Please read the article on the Picture Postcard Workflow below and say what the Photoshop plug-in panel called PPW is officially named.
-------- Supplied text
Picture Postcard Workflow: Overview and Comments
"The overview and discussion of PPW at (...) is the best discussion I’ve seen, a lot of thoughtful comments and explanations of what is working and what remains to be proven. So I would strongly recommend it to anyone wishing to understand more of what’s involved."
- Dan Margulis, March 2015
PPW: What is it?
The acronym PPW stands for "Picture Postcard Workflow" and has been devised by Dan Margulis.
As explained in the Picture Postcard Workflow main page, it is a workflow for color and contrast enhancement. PPW is also the name of a Photoshop plug-in panel (officially named PPW Tools). See figure 1.
For me, the results of applying the workflow on my own images were astonishing. I applied PPW on a large number of photographs and the result was always better than what I had previously accomplished. Over the time I have gotten a reasonable feeling of what works and what doesn't.
In the current article, I will give an overview of the workflow, interspersed with my own experiences and comments. It is my intention to focus on individual workflow steps in future articles which will contain more in-depth reviews.
Dan Margulis, experienced as he is, takes 3 minutes maximum, but less experienced people will need more. Still, one important aspect of the workflow is that it never needs complex selections or masks. Plus, the panel automates most of the steps.
In some cases, I have the feeling that we could go even further and separate Color into Hue and Saturation.
Together with below overview, I will show an example image (figure 2) and intermediate results of some of the workflow steps.
Step 1a. Remove color cast
This step is easier said than done. Various tutorials exist on the web explaining how to fight incorrect color. Many of them forget the most difficult part: how to recognize incorrect color. "Here we have a photo that is too red, now we'll show you how to correct that."
Very nice, thank you very much, but many casts, especially small ones, are hard to recognize, so how do I know what to correct in the first place? Besides, an image that looks "too red" may in reality have an orange cast, or a pink cast, or anything in-between. Casts are often subtle, and it is hard to distinguish between a minor orange cast and a minor red cast by using one's eyes only.
Fortunately, Dan Margulis has always propagated the only correct way: assess color by the numbers. Open the info panel and sample points for which you can assume certain RGB (or LAB) value ranges: neutrals, sky, skin, greenery etc. If those are fine then no cast has to be corrected. Otherwise, the deviation is the basis for the correction.
Like Margulis, I emphasize that this is a very important step. In later phases of the workflow, color and contrast are strengthened to the limits of believability. Should we start with an uncorrected cast, it would be strengthened as well. Not good. And even if we already have nice saturated colors to begin with, correcting a cast always makes a photograph look better.
----------------
-------- Provided material
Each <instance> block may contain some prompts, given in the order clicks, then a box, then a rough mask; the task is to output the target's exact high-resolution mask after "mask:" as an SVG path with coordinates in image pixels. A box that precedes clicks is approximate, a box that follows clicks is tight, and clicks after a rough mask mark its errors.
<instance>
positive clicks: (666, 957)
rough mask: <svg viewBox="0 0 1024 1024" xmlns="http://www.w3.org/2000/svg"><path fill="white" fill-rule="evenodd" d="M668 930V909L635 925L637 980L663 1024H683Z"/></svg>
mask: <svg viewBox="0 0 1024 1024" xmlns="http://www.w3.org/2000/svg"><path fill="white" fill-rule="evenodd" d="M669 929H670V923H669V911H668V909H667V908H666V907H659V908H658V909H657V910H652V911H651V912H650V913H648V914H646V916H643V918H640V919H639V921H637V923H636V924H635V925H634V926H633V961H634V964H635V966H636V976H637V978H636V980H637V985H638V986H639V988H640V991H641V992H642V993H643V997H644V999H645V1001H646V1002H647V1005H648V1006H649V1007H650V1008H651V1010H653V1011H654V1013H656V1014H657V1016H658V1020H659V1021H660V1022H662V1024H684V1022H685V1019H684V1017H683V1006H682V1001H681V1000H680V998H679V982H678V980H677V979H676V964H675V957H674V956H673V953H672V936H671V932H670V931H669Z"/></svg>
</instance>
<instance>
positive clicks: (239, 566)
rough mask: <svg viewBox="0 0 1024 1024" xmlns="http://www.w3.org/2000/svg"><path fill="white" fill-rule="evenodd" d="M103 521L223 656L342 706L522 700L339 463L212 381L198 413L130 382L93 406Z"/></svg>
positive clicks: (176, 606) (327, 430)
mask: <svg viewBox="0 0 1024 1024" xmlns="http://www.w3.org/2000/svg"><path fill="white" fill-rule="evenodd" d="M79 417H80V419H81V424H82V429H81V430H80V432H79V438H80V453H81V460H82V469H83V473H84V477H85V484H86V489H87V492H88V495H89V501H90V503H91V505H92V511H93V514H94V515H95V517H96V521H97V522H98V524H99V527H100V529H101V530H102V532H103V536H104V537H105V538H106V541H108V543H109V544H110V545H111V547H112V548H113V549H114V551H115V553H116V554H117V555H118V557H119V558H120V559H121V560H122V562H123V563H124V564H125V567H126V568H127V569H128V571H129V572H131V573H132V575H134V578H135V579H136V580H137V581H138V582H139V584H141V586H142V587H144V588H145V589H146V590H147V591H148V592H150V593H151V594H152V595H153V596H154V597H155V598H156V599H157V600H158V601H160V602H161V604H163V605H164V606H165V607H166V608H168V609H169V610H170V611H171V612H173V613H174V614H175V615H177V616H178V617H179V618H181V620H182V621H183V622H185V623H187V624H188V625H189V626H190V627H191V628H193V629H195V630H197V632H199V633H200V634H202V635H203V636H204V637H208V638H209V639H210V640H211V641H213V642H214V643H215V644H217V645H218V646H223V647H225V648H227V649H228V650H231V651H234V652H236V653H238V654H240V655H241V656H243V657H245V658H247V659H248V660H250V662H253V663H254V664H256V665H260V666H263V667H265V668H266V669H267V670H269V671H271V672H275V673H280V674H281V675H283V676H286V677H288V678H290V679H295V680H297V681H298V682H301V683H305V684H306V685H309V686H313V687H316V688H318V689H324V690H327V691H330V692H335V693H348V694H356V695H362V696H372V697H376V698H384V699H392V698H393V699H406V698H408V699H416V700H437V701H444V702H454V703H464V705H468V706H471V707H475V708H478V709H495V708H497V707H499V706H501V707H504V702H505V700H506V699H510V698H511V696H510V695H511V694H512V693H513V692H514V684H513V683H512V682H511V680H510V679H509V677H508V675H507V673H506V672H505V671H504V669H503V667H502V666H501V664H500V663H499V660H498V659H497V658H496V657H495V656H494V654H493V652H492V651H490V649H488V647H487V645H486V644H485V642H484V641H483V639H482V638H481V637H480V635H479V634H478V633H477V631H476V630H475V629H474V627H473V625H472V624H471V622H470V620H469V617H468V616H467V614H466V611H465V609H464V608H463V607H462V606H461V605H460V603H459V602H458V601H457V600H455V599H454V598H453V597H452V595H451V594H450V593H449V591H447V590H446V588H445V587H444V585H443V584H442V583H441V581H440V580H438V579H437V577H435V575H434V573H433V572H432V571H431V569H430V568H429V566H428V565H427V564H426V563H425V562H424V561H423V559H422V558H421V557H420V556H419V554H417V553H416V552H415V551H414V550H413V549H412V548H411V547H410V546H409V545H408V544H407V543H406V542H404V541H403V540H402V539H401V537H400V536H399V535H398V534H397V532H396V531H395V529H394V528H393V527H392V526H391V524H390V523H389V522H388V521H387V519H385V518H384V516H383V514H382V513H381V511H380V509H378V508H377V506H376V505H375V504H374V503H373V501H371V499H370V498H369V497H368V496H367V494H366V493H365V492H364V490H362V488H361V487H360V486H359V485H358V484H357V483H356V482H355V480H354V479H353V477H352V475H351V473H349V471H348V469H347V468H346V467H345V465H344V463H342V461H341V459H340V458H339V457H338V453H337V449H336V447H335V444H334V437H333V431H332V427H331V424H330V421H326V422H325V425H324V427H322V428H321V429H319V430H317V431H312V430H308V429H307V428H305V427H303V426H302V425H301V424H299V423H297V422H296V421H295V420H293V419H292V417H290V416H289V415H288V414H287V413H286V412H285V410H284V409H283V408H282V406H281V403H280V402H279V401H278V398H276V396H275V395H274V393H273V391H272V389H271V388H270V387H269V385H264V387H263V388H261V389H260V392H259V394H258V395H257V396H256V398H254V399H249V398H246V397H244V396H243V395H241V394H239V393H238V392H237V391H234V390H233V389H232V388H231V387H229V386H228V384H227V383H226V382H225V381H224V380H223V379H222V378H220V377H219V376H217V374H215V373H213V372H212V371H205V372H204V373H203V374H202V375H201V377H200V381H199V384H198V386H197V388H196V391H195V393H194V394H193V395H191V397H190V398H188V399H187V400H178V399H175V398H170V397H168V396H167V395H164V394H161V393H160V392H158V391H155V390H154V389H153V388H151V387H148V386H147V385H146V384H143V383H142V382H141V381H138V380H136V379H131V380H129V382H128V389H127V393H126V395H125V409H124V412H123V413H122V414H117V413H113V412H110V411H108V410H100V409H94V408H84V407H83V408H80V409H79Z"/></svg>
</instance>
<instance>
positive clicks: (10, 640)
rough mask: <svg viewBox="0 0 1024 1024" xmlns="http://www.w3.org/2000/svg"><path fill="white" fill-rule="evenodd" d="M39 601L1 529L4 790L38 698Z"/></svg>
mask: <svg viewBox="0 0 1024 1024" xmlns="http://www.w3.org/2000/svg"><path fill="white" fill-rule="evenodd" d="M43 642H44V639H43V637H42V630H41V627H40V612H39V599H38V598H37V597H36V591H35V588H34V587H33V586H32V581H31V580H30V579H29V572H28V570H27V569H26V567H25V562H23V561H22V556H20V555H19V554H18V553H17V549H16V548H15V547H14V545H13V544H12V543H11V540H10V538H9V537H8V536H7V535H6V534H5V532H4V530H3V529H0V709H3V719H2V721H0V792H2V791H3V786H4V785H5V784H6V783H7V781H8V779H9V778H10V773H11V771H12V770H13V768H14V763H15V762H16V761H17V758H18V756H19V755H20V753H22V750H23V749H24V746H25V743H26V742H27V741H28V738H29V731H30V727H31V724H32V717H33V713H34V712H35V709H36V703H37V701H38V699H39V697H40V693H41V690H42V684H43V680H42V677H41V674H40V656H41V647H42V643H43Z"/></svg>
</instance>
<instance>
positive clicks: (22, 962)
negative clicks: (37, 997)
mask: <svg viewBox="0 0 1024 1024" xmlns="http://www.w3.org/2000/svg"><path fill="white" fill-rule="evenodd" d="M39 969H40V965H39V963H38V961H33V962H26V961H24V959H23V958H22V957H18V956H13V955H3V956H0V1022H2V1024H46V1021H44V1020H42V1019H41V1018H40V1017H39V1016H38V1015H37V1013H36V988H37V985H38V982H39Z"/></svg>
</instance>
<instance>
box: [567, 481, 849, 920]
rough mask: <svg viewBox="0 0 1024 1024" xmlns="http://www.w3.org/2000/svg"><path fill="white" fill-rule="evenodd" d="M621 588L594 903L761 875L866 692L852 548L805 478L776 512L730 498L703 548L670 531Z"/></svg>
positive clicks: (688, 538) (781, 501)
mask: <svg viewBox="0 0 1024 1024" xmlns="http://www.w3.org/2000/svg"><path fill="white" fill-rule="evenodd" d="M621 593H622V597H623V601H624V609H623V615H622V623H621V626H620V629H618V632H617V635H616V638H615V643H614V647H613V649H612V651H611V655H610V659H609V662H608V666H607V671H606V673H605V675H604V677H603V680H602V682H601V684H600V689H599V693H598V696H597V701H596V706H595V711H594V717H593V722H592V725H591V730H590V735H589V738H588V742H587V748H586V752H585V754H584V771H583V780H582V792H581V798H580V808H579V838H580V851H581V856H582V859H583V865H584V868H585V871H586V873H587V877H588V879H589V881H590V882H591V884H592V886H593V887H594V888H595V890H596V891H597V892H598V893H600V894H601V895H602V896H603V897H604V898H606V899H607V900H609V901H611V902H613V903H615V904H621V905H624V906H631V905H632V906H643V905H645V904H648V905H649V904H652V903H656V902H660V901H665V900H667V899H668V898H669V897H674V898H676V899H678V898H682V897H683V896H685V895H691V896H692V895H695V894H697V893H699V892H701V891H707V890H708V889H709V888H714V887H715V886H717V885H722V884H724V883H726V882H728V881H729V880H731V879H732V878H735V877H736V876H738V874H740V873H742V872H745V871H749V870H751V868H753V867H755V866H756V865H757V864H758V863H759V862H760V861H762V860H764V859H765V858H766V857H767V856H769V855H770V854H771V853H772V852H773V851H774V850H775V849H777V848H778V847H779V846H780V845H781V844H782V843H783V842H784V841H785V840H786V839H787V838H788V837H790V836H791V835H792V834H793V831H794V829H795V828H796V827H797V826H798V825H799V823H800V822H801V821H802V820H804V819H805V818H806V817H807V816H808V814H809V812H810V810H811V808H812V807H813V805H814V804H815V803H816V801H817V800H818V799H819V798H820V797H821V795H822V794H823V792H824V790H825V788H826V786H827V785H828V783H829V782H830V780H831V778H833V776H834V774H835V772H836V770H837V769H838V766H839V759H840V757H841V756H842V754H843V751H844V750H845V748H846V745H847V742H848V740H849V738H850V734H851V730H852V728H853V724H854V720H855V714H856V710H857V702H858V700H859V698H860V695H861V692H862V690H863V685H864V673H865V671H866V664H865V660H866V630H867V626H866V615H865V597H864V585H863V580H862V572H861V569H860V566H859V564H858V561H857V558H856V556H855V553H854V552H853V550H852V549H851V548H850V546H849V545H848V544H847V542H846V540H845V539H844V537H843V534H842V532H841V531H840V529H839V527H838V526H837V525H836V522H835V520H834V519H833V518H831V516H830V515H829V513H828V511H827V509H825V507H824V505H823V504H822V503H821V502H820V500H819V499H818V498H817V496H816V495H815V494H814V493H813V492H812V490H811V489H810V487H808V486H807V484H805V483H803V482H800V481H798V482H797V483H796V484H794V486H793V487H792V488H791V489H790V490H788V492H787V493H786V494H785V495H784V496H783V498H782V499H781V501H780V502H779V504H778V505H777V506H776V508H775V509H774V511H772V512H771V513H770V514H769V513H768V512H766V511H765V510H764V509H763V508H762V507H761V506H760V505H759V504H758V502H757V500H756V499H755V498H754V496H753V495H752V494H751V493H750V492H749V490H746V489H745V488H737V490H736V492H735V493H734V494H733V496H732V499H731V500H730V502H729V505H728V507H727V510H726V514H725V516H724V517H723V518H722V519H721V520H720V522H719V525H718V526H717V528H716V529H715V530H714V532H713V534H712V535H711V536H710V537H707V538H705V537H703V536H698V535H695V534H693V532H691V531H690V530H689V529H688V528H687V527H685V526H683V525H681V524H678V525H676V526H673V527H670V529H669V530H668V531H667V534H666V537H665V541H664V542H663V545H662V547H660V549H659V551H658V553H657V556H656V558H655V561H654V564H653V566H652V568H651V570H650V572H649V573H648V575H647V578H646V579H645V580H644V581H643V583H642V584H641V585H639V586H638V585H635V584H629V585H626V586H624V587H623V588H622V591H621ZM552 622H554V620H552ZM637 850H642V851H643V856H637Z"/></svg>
----------------
▸ Worked solution
PPW Tools